WORK REQUIRED:
In the data below, rescale the part that opens with the line containing "Q. Point out the grassy" and closes with the line containing "pixel 52 313". Write out every line of that part, requests included, and multiply each pixel coordinate in the answers by 0.95, rounding to whole numbers with halves rounded up, giving only those lines.

EXTRACTED RECORDS:
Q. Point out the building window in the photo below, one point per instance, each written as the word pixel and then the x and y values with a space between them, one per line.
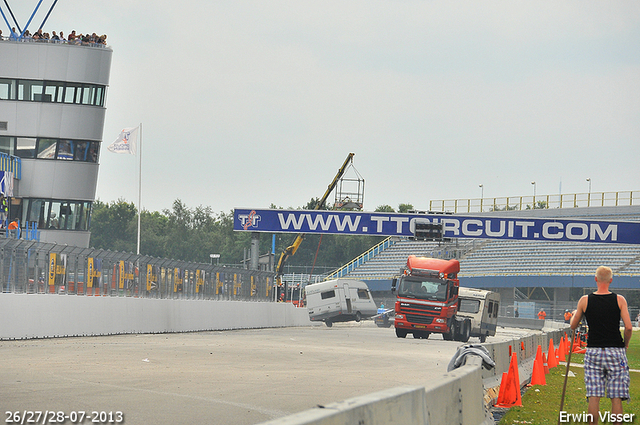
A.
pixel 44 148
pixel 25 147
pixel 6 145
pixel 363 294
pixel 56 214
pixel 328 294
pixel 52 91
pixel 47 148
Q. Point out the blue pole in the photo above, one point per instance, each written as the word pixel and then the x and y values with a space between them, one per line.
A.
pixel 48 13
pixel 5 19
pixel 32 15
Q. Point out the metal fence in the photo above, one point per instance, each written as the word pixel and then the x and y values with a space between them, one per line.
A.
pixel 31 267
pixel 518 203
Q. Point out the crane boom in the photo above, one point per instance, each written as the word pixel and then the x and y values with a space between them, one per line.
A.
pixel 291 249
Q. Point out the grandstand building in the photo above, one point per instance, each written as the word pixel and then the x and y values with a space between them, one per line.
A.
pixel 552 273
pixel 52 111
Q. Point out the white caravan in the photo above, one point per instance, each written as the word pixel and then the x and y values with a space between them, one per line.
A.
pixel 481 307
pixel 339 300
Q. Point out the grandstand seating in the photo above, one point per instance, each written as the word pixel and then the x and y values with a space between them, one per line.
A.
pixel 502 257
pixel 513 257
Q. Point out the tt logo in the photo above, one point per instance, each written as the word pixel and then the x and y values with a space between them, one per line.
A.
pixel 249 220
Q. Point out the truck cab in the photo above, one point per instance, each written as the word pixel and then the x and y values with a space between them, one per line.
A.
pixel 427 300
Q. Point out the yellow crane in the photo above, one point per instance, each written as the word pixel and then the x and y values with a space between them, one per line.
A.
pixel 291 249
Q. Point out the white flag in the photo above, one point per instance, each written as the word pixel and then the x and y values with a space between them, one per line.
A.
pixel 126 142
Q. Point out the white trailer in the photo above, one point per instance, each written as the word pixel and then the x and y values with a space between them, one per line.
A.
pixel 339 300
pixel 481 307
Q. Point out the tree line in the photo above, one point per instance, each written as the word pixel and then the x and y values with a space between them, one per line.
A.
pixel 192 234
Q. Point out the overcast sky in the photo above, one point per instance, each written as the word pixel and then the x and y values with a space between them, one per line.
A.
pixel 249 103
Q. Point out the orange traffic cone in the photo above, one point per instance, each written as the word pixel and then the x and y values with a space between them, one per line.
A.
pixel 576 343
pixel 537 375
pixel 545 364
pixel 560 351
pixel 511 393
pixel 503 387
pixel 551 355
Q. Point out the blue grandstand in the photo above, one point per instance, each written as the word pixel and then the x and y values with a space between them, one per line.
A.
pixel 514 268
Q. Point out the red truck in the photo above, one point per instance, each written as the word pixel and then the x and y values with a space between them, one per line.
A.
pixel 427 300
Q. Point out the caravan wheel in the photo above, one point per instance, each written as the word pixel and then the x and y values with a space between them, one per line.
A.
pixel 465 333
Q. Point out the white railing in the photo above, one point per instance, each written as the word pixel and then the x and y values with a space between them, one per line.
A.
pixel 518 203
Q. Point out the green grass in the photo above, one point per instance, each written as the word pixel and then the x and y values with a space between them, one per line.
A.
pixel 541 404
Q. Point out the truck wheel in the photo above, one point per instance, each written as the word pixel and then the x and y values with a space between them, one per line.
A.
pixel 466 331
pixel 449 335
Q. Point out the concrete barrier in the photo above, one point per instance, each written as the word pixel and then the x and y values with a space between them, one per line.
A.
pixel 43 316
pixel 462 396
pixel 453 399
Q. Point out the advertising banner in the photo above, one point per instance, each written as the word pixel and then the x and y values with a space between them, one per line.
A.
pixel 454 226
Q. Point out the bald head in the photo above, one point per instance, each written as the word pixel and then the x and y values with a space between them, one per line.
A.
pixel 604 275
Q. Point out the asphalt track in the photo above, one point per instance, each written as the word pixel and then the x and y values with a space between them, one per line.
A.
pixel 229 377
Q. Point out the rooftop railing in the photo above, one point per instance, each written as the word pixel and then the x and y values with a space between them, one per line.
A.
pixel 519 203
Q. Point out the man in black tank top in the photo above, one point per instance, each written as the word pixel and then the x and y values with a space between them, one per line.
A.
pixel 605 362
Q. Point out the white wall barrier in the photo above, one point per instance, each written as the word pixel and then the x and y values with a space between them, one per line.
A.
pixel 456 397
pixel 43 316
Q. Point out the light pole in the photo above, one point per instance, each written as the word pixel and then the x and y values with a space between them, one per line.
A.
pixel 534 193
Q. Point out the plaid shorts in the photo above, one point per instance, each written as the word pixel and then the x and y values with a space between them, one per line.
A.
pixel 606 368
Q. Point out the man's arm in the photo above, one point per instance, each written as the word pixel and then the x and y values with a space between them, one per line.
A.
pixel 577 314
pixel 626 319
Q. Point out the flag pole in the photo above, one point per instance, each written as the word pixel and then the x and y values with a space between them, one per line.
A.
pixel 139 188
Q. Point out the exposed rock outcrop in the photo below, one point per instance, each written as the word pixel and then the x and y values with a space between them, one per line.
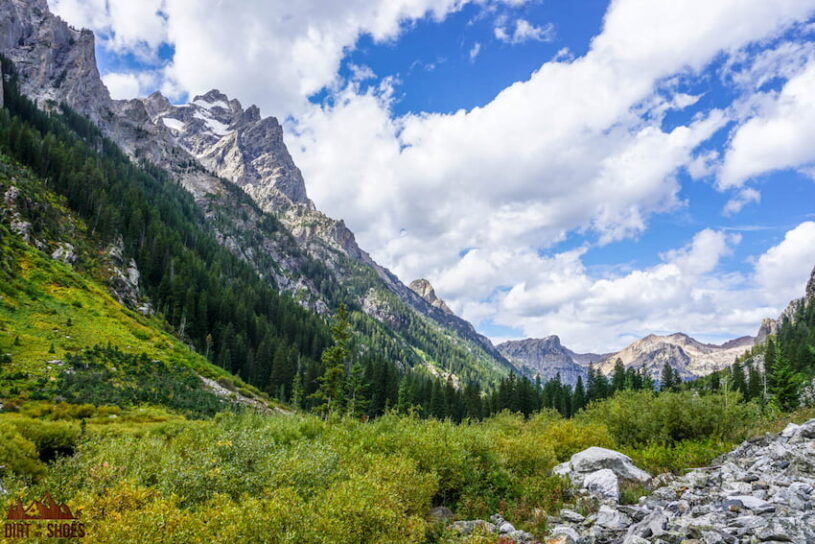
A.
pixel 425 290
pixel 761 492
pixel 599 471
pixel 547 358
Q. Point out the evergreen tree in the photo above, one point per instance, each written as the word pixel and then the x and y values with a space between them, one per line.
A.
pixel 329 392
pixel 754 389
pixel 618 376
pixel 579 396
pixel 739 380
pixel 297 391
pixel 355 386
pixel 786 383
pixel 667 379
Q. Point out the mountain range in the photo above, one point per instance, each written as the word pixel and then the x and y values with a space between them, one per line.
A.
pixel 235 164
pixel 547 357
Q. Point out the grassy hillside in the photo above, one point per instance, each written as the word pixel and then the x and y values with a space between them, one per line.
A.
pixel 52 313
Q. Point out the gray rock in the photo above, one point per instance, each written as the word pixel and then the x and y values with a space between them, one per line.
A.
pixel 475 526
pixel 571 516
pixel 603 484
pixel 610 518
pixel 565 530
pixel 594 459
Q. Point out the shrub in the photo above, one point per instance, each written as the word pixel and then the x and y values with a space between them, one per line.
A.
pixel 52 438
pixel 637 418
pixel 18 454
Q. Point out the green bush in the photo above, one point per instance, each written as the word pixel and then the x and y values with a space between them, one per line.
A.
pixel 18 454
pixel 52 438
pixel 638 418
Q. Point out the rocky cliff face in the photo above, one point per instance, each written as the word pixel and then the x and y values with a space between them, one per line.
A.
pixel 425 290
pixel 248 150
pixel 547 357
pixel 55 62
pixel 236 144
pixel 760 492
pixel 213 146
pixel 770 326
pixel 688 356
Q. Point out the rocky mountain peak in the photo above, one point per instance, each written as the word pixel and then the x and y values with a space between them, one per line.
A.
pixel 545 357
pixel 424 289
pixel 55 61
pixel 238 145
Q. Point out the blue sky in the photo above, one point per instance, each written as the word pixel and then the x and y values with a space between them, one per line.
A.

OUTPUT OF THE EXERCISE:
Q. Point out the grassy hillside in the photo above, one point per instance, each written as the word pixel and then the x and y values with a space between them, one per line.
A.
pixel 49 297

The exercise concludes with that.